___ TESTO DELLA PAGINA
Ebbene, cosa sono venuti a fare i genitori di Bloem nei Paesi Bassi? Come tanti uomini indonesiani, suo padre aveva combattuto per gli olandesi per anni. Quando aveva sedici anni, il suo patrigno olandese lo costrinse a firmare per l’esercito delle Indie Orientali olandesi (KNIL) e per questo motivo gli occupanti giapponesi lo fecero prigioniero durante la Seconda guerra mondiale. Nel 1944 fu stipato con più di 7.000 persone sulla nave Junyo Maru, che li avrebbe portati da Java a Sumatra. Vicino a Sumatra, il 18 settembre, gli inglesi silurarono la barca, e 6.000 persone a bordo annegarono. Il padre di Bloem è sopravvissuto in mare per dodici ore, aggrappato a un pezzo di legno.
______
▸ CONSEGNA
Ricopia per intero, parola per parola, il testo della pagina riportato sopra.
___ RIGHE DI DATI
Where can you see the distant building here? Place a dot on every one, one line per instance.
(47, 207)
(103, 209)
______
▸ RISPOSTA
Ebbene, cosa sono venuti a fare i genitori di Bloem nei Paesi Bassi? Come tanti uomini indonesiani, suo padre aveva combattuto per gli olandesi per anni. Quando aveva sedici anni, il suo patrigno olandese lo costrinse a firmare per l’esercito delle Indie Orientali olandesi (KNIL) e per questo motivo gli occupanti giapponesi lo fecero prigioniero durante la Seconda guerra mondiale. Nel 1944 fu stipato con più di 7.000 persone sulla nave Junyo Maru, che li avrebbe portati da Java a Sumatra. Vicino a Sumatra, il 18 settembre, gli inglesi silurarono la barca, e 6.000 persone a bordo annegarono. Il padre di Bloem è sopravvissuto in mare per dodici ore, aggrappato a un pezzo di legno.